--- START OF Data records ---

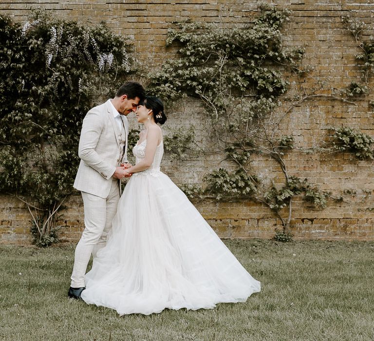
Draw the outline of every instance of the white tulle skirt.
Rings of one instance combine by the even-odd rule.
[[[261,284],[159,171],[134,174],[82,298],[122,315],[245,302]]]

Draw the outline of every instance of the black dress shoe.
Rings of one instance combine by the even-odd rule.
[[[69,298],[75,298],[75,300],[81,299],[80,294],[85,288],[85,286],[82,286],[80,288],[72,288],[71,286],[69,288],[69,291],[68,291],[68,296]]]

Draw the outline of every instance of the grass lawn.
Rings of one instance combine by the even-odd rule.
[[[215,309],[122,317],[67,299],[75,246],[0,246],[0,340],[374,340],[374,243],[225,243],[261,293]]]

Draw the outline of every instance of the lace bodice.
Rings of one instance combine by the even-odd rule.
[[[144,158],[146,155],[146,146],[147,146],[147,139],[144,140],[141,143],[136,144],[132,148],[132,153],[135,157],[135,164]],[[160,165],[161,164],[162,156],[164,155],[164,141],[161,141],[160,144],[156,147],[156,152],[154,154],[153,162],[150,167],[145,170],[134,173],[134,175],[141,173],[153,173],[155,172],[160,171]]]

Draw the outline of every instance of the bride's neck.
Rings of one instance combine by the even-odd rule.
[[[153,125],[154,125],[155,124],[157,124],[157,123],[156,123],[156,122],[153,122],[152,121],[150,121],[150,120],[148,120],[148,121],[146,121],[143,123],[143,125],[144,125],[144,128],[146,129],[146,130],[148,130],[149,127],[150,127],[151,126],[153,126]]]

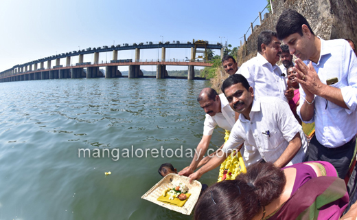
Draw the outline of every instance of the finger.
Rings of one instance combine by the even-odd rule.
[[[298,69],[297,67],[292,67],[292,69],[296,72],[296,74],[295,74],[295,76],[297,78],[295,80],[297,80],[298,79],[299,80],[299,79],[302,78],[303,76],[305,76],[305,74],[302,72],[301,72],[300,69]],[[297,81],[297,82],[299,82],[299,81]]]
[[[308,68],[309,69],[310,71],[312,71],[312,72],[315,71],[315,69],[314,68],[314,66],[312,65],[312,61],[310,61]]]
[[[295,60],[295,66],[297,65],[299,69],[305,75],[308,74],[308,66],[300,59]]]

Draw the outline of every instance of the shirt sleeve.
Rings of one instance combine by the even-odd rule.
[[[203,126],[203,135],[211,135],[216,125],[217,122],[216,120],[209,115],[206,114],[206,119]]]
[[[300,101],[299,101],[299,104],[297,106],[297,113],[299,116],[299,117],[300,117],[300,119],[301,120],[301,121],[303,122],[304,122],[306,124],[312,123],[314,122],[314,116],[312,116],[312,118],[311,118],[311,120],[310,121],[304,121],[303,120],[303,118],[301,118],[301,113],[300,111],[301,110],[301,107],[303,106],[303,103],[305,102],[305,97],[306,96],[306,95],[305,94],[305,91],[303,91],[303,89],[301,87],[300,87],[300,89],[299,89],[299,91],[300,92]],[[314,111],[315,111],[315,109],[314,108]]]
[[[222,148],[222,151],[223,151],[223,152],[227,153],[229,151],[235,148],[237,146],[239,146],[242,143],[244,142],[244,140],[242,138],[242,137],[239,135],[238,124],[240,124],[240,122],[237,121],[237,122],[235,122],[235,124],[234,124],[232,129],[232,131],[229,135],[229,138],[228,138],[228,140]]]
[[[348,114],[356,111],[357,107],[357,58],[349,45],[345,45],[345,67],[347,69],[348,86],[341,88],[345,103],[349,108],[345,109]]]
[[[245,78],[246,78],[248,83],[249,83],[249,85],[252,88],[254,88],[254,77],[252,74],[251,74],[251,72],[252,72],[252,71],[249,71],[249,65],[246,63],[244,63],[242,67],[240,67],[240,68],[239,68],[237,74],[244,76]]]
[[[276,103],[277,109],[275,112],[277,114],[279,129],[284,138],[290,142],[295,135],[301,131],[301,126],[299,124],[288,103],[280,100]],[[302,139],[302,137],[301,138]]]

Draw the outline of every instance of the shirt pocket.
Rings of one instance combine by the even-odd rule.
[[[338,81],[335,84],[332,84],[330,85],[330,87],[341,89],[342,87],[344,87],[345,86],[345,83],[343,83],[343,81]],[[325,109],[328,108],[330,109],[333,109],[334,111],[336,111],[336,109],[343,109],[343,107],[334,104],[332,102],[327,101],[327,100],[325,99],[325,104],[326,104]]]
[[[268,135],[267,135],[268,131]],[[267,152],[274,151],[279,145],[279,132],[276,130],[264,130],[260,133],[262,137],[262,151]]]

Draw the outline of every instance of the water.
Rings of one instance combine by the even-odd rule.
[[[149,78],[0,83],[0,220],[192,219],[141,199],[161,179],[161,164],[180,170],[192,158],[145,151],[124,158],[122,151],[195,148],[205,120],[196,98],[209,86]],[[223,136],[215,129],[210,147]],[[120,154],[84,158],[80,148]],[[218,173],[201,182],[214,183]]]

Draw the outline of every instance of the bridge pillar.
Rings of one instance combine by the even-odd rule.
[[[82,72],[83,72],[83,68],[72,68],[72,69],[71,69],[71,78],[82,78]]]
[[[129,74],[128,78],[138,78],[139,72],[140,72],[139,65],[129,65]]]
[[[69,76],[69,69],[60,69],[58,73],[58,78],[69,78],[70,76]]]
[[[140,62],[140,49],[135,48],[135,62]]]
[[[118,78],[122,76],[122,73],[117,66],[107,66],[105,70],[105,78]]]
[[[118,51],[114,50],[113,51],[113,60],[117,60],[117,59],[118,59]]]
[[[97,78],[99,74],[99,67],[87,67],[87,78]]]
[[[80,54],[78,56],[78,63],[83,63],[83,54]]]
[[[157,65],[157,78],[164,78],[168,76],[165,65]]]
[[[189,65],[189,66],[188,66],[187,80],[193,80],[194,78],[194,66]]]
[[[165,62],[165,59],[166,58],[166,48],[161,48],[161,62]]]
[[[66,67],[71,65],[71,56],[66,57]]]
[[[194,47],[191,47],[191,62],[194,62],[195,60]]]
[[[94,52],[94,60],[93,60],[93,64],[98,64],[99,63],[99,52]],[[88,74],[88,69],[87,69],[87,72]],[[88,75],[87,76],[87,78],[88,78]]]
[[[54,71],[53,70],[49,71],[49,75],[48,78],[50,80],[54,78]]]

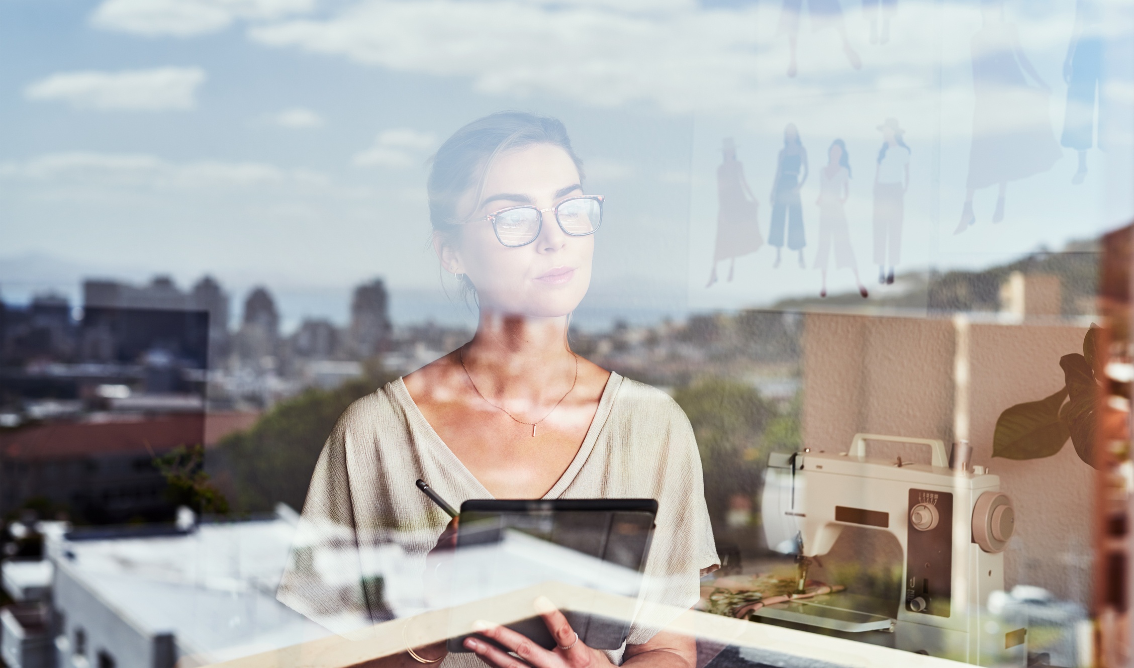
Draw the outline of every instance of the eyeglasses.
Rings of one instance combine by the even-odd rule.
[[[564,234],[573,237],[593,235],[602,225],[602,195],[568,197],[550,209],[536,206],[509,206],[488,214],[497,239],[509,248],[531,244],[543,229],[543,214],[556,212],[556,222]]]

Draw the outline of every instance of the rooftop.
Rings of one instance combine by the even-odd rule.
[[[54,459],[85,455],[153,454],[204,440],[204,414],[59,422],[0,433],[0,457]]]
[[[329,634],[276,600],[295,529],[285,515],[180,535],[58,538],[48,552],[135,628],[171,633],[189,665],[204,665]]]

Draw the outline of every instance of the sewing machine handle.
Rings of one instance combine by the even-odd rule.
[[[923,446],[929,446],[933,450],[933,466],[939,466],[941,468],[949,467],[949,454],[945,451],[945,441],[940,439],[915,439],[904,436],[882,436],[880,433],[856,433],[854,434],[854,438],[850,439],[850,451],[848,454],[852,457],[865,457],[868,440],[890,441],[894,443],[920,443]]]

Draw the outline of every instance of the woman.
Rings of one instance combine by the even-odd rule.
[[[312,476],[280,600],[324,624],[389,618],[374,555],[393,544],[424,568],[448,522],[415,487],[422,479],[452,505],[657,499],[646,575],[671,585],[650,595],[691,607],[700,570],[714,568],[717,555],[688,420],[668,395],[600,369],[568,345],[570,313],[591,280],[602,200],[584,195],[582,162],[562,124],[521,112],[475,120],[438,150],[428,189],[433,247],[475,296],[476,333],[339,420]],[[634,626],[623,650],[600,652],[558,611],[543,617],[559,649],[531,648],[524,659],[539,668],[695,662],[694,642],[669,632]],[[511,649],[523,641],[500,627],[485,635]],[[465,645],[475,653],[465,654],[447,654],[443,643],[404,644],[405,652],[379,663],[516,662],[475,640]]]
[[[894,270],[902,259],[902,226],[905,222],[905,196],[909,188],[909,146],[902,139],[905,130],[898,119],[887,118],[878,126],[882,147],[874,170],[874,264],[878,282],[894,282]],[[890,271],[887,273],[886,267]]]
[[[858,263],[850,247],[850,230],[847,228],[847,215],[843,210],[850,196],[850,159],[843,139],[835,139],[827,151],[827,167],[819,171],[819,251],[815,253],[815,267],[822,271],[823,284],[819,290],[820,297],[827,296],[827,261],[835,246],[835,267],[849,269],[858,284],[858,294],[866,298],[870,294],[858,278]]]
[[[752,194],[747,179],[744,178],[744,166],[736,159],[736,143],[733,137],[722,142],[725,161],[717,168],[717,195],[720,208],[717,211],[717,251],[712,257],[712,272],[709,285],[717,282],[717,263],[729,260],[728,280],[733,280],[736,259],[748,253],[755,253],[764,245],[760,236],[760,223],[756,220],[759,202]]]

--- END OF Data records ---

### Problem details
Find every line in the records above that contains the string "shirt", treating uppercase and lowercase as different, and copy each of those lines.

### Correct result
Draw the outline of every instance of the shirt sleeve.
Draw the outline of every instance of the shirt pocket.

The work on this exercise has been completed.